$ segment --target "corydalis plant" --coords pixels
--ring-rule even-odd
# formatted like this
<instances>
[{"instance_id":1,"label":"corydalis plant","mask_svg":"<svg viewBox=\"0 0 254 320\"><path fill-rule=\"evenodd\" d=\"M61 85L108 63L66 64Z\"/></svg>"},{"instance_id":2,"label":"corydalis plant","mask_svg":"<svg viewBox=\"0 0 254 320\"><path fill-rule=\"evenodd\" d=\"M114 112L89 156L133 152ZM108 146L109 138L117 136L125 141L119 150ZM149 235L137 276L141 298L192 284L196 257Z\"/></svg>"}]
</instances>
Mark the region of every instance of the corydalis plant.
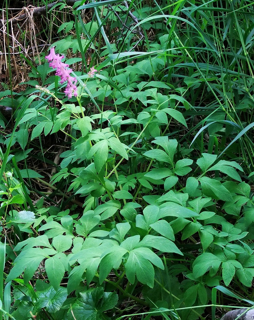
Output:
<instances>
[{"instance_id":1,"label":"corydalis plant","mask_svg":"<svg viewBox=\"0 0 254 320\"><path fill-rule=\"evenodd\" d=\"M73 96L77 97L78 95L76 85L77 80L75 77L70 75L72 70L68 68L69 65L61 61L64 57L64 56L60 56L58 53L56 54L55 48L53 47L50 49L50 54L46 56L45 58L50 62L50 67L56 69L56 75L59 76L61 78L60 83L62 84L65 81L67 81L67 85L64 93L65 96L70 99Z\"/></svg>"}]
</instances>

> [Given problem] Switch "Mark the region" to "Outline the area" throughout the material and give the material again with everything else unchanged, leaving out the pictures.

> [The result]
$ segment --target "corydalis plant" --coords pixels
--ring-rule even-odd
# formatted like this
<instances>
[{"instance_id":1,"label":"corydalis plant","mask_svg":"<svg viewBox=\"0 0 254 320\"><path fill-rule=\"evenodd\" d=\"M61 85L108 63L66 64Z\"/></svg>"},{"instance_id":2,"label":"corydalis plant","mask_svg":"<svg viewBox=\"0 0 254 320\"><path fill-rule=\"evenodd\" d=\"M114 112L89 156L133 152ZM108 146L109 138L117 136L125 141L119 150ZM149 235L137 276L141 298L192 284L196 257Z\"/></svg>"}]
</instances>
Outline the area of every instance of the corydalis plant.
Output:
<instances>
[{"instance_id":1,"label":"corydalis plant","mask_svg":"<svg viewBox=\"0 0 254 320\"><path fill-rule=\"evenodd\" d=\"M73 96L77 97L78 95L76 85L77 80L75 77L70 75L72 70L68 68L69 65L61 61L64 57L64 56L60 56L58 53L56 54L55 48L53 47L50 49L50 54L46 56L45 58L50 62L50 67L56 69L56 75L59 76L61 78L60 83L62 84L65 81L67 81L67 85L64 93L65 96L70 99Z\"/></svg>"}]
</instances>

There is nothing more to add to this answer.